• _WHAT IS EXPECTED_: Which lines below contain the word "Find"? Gather every one of them.

[Rows from a box labeling dataset]

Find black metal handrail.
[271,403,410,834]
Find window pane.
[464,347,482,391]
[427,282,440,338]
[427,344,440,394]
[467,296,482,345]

• _RESULT OF THIS EXERCISE_:
Find black metal handrail.
Find window pane.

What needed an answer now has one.